AIM OF THE TASK: Transcribe the passage of the Batman film review below, starting at "Despite this being" and ending at "Keaton and Bale.".

PASSAGE TO READ:
▽
Despite this being his first appearance, he’ll almost certainly go down in history as one of the best live-action Batman portrayals, right alongside Keaton and Bale.
The supporting players are perfectly realised and well cast.
Jeffrey Wright (who plays Gordon) serves as the Watson to Robert Pattinson’s Sherlock – streetwise and straight-laced (and hilariously so), while Zoe Kravitz is a fully realised Catwoman – the femme fatale with a tragic backstory.
A truly unrecognisable Colin Farrell plays The Penguin, a mash-up of Al Capone and Fredo Corleone, who resembles the hardboiled gangsters of the Golden Age of Hollywood.
However, it is the Riddler who serves as the main antagonist in the film. Brilliantly portrayed by Paul Dano, this version of Riddler is sinister, diabolical, and downright scary—a far cry from Jim Carrey’s campy 90’s version of the character.
While not an origin story, this Batman is still in his second year and has yet to perfect the role of Batman. He makes errors, fails, and is intense in doling out punishment, yet he is also righteous, heroic—saving people in need.
He is also methodical—writing journals, recording and, analysing his work as he is embroiled in the mystery of the story.
Inspired by the Zodiac Killer, this version of the Riddler targets corrupt high-ranking officials while leaving clues, ciphers, and messages for Batman to decode.
Greig Fraser (the Oscar-winning cinematographer who recently shot Dune) deserves credit for anchoring the comic book film with the grit and grime of a 1970s hardboiled noir.
Of course, Production Designer James Chinlund contributes to the creation of a tangible and lived-in Gotham, but Greig truly immerses you in the city.
He accomplishes this by employing Panoramic lenses, which the studio deemed “unsuitable” for a comic book film but which produce a distorted shallow focus, making many of the scenes tense and keeping us on edge throughout.
△
SUPPLIED MATERIAL:
▽
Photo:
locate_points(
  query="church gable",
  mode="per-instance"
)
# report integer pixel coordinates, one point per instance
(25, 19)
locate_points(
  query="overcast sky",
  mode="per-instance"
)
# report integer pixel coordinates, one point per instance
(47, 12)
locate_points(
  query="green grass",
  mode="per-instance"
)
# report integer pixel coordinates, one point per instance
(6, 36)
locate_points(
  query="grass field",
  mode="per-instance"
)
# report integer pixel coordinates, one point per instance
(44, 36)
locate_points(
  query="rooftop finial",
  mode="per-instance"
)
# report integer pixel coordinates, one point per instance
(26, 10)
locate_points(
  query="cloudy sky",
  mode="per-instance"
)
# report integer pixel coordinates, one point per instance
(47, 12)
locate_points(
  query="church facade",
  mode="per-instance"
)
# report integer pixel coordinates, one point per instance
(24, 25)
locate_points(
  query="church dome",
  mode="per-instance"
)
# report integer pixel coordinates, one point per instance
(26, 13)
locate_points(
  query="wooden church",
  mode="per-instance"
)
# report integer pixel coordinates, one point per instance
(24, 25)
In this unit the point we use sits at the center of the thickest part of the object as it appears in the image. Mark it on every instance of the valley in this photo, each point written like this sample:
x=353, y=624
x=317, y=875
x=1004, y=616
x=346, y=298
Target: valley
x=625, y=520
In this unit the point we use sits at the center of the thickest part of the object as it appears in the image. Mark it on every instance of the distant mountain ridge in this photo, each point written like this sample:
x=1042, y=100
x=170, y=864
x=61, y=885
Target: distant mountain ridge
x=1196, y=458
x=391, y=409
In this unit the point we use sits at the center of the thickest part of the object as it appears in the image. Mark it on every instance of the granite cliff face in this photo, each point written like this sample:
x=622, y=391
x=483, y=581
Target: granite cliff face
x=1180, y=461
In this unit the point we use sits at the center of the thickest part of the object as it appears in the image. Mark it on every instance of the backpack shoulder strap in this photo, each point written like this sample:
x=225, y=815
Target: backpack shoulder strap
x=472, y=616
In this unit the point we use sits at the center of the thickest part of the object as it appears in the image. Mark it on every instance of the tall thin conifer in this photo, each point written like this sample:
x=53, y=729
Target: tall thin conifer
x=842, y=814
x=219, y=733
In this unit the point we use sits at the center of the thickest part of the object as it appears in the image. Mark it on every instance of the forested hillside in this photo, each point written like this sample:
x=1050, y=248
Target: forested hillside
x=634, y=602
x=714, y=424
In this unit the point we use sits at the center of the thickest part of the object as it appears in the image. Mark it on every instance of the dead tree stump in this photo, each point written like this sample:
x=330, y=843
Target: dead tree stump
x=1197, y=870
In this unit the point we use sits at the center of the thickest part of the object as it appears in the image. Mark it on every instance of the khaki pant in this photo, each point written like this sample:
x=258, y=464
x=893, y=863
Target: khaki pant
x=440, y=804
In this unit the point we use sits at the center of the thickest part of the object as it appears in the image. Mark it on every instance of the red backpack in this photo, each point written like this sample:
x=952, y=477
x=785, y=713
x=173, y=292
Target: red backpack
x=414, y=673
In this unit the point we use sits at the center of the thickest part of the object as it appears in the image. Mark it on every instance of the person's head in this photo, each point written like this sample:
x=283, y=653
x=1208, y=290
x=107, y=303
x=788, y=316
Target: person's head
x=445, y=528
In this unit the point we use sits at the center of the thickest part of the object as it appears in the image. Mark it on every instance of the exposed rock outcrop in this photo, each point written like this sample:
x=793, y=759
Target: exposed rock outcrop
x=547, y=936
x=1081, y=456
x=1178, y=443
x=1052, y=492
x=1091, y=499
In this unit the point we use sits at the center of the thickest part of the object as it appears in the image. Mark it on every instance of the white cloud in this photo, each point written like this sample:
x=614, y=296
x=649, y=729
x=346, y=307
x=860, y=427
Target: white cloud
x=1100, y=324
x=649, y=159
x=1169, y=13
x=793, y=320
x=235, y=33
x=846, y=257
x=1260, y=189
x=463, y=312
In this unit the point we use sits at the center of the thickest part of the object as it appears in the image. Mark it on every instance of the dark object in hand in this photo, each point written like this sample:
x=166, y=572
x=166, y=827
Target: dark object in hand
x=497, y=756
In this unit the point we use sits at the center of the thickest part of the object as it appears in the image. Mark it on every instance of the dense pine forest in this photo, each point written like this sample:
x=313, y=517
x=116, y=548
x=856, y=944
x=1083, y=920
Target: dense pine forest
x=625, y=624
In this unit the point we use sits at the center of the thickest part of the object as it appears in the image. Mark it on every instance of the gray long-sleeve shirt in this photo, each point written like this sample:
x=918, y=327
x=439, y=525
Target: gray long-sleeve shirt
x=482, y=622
△
EXERCISE RESULT:
Despite this being his first appearance, he’ll almost certainly go down in history as one of the best live-action Batman portrayals, right alongside Keaton and Bale.